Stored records
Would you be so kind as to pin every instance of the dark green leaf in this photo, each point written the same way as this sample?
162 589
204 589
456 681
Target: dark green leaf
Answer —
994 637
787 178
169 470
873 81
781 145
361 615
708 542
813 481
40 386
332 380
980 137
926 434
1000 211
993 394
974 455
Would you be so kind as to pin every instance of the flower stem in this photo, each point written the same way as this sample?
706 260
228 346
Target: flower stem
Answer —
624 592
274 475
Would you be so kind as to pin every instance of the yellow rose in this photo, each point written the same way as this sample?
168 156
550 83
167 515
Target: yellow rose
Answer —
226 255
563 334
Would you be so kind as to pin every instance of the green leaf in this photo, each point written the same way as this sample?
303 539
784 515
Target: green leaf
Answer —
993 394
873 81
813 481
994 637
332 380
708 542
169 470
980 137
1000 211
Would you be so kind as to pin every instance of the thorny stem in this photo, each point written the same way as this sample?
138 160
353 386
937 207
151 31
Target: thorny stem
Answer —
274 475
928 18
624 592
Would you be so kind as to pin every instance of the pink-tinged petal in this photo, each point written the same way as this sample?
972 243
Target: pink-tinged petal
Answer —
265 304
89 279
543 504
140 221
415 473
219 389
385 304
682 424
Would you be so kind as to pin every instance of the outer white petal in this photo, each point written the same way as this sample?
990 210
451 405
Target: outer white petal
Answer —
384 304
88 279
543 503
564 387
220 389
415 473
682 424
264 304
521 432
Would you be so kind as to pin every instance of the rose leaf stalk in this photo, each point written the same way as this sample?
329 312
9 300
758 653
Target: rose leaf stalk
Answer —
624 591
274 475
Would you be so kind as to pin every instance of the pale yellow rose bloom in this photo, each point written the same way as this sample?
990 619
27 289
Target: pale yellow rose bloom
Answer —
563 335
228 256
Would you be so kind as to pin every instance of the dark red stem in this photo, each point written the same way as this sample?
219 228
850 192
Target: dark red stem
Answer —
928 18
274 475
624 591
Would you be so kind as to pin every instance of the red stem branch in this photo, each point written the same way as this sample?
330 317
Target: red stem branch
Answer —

REQUIRED WORK — Copy out all the entries exactly once more.

EXERCISE RESULT —
Would you be so kind as to pin every instance of the dark green leaf in this photo, each point written the same way as this sample?
162 589
204 589
456 681
Target: dark green leaf
Answer —
994 637
787 178
169 470
873 81
781 145
361 615
708 542
813 481
40 386
332 380
980 137
926 434
1000 211
993 394
974 455
Would you be so kind as to pin every instance of the flower stem in this photo, each point written the same way as this sample?
706 260
228 346
Target: flower stem
Answer —
624 592
274 475
Would you be so kind as to pin every instance of the yellow rose in this photo, each point written the same way as this sample?
168 156
550 83
167 515
Target: yellow rose
Answer —
226 255
563 334
Would you be so kind as to pin every instance of the green leaf in this photo, each point written the same way as this sample?
303 539
784 515
Target: green leaf
Answer —
993 394
873 81
813 481
994 637
332 380
708 542
169 470
980 137
1000 211
Would you be so kind as to pin every instance of the thorny stem in this photo, each point written the same way as this sample?
138 160
353 386
937 207
151 31
Target: thorny stem
Answer —
274 475
928 18
624 592
Would you be so kind as to pin every instance of the pink-tinged petal in this photo, each point written the same way as this sample?
972 243
Target: pink-tinged petal
Answer —
265 304
89 279
543 504
140 221
415 473
219 389
385 304
682 424
Would you be so kind as to pin every instance of the outer white petal in this photo, each point written the same way as this sample?
990 210
451 405
Target: outer white petal
Answer —
384 304
88 279
543 503
564 387
220 389
415 473
682 424
264 304
521 432
Would you be so kind as to pin every instance of the rose leaf stalk in this photo, each point written the same way as this sample?
329 312
9 300
758 653
Target: rose leaf stalk
Answer —
624 591
274 475
Would you be so kind as to pin every instance of the pale yellow rose bloom in this photo, each point written the same way as this sample?
990 619
27 289
Target: pale yellow rose bloom
Answer —
563 335
228 256
Would you be so kind as to pin every instance of the dark red stem in this photo, each point written the same way as this sample?
219 228
850 192
Target: dark red stem
Answer —
928 18
274 475
624 591
Would you be so kind as to pin every instance of the red stem branch in this photo, each point written the same way as this sample?
330 317
Target: red stem branch
Answer —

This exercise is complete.